Pages

Sabtu, 27 Desember 2014

AIK V (WARISAN DAN APLIKASI WARISAN DALAM ISLAM)



BAB I
PENDAHULUAN
A.      Latar Belakang Masalah
Syarat  Islam menetapkan aturan waris dengan bentuk yang sangat teratur dan adil. Di dalamnya ditetapkan hak kepemilikan harta bagi setiap manusia, baik laki-laki maupun perempuan dengan cara yang legal. Syariat Islam juga menetapkan hak pemindahan kepemilikan seseorang sesudah meninggal dunia kepada ahli warisnya, dari seluruh kerabat dan nasabnya, tanpa membedakan antara laki-laki dan perempuan, besar atau kecil.
Al-Qur'an menjelaskan dan merinci secara detail hukum-hukum yang berkaitan dengan hak kewarisan tanpa mengabaikan hak seorang pun. Bagian yang harus diterima semuanya dijelaskan sesuai kedudukan nasab terhadap pewaris, apakah dia sebagai anak, ayah, istri, suami, kakek, ibu, paman, cucu, atau bahkan hanya sebatas saudara seayah atau seibu.
Oleh karena itu, Al-Qur'an merupakan acuan utama hukum dan penentuan pembagian waris, sedangkan ketetapan tentang kewarisan yang diambil dari hadits Rasulullah saw. dan ijma' para ulama sangat sedikit. Dapat dikatakan bahwa dalam hukum dan syariat Islam sedikit sekali ayat Al-Qur'an yang merinci suatu hukum secara detail dan rinci, kecuali hukum waris ini. Hal demikian disebabkan kewarisan merupakan salah satu bentuk kepemilikan yang legal dan dibenarkan AlIah SWT. Di samping bahwa harta merupakan tonggak penegak kehidupan baik bagi individu maupun kelompok masyarakat.
Hubungan persaudaraan bisa berantakan jika masalah pembagian harta warisan seperti rumah atau tanah tidak dilakukan dengan adil. Untuk menghindari masalah, sebaiknya pembagian warisan diselesaikan dengan adil. Salah satu caranya adalah menggunakan Hukum Waris menurut Undang-Undang (KUH Perdata).
Banyak permasalahan yang terjadi seputar perebutan warisan, seperti masing-masing ahli waris merasa tidak menerima harta waris dengan adil atau ada ketidaksepakatan antara masing-masing ahli waris tentang hukum yang akan mereka gunakan dalam membagi harta warisan.

Bahan yang Disediakan ->
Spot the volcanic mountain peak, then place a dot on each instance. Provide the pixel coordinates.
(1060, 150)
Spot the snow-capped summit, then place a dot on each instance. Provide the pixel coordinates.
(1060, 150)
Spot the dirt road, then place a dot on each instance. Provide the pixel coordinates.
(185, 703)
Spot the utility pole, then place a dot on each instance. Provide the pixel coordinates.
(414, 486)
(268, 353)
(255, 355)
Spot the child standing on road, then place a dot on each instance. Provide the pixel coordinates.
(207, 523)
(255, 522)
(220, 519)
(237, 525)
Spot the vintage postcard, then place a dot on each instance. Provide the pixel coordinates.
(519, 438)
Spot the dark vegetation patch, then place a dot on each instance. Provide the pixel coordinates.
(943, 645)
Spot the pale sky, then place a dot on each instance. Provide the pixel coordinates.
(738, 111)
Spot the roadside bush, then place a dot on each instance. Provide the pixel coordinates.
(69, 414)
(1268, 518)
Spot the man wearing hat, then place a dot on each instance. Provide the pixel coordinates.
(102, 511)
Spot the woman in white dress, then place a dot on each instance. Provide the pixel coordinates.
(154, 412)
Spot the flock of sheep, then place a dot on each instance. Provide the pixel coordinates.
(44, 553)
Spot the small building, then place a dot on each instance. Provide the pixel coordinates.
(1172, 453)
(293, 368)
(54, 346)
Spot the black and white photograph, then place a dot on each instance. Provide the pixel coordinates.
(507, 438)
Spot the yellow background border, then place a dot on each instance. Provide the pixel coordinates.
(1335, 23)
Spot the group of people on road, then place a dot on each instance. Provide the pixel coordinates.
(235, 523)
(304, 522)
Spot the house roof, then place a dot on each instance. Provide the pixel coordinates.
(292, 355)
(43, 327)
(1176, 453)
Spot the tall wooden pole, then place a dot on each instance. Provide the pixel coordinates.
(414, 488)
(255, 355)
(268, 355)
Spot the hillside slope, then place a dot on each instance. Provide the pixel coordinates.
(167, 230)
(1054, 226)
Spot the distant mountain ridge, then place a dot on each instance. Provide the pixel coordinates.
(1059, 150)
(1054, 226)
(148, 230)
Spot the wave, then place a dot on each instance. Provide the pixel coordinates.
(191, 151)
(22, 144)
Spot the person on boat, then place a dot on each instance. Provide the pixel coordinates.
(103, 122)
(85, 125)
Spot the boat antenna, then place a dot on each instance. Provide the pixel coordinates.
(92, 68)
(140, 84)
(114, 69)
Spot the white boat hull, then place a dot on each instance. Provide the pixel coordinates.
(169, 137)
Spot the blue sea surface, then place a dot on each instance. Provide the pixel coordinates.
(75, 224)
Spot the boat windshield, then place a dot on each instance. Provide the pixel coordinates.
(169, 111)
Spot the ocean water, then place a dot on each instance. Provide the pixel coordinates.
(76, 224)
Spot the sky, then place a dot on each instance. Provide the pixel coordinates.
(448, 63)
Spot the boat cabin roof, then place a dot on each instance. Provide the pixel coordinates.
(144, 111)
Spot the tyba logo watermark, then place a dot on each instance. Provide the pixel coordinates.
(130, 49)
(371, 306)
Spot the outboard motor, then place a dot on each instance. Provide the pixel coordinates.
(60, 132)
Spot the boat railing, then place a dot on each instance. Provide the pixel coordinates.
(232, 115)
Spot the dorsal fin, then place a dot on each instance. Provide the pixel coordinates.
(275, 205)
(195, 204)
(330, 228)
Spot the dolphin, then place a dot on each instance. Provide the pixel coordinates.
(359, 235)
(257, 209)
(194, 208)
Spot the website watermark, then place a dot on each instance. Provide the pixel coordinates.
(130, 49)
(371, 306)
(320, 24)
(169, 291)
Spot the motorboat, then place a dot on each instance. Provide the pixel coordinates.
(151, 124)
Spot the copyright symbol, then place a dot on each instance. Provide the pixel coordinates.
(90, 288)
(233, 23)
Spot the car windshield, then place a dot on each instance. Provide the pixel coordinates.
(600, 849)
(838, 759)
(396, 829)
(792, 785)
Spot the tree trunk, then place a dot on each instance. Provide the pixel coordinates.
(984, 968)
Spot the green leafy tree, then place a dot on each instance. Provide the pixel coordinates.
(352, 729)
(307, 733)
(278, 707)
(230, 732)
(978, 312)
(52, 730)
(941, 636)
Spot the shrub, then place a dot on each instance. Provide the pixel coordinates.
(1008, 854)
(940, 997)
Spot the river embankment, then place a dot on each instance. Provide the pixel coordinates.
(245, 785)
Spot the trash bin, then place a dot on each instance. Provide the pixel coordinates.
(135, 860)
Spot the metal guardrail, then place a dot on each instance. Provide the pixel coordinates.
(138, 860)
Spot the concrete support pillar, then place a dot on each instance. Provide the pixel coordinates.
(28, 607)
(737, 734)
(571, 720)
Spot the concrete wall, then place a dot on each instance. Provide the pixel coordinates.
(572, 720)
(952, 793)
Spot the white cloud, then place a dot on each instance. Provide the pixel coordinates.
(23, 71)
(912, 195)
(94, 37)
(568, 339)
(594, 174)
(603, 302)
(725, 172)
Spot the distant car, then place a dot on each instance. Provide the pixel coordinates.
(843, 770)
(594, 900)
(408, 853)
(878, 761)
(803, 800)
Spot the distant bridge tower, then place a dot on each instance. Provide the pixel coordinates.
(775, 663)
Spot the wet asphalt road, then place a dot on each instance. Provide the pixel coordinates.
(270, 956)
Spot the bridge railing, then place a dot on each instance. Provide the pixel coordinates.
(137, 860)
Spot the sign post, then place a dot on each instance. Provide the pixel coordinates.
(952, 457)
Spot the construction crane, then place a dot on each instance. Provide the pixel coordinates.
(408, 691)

Soal Tantangan A -> Menurut teks tentang warisan dalam Islam, mengapa Al-Qur'an merinci hukum waris secara detail, padahal hal itu jarang dilakukan untuk hukum lain? Jelaskan dalam satu sampai tiga kalimat.
Soal Tantangan B -> Teruskan teks tentang warisan dalam Islam mulai dari kalimat terakhirnya.
Catatan di atas tidak diperlukan.

Jawaban Tugas A -> Al-Qur'an merinci hukum waris secara detail karena kewarisan merupakan salah satu bentuk kepemilikan yang legal dan dibenarkan Allah SWT. Selain itu, harta merupakan tonggak penegak kehidupan, baik bagi individu maupun kelompok masyarakat.

Jawaban Tugas B ->
Oleh karenanya, dalam pembagian warisan harus di lihat terlebih dahulu hukum yang mana yang akan di gunakan oleh para ahli waris dalam menyelesaikan sengketa waris yang terjadi.
B.       Rumusan Masalah
1.      Bagaimana pengetian warisan dalam islam?
2.      Bagaimana cara pembagian dan pengaplikasian warisan dalam hukum islam?
3.      Bagaimana kedudukan hukum waris dalam islam?
C.      Tujuan Masalah
Untuk mengetahui pengertian warisan dalam islam, mengetahui cara pembagian warisan dalam islam, dan mengetahui bagaimana pengaplikasian warisan dalam islam serta kedudukan hukum waris dalm islam.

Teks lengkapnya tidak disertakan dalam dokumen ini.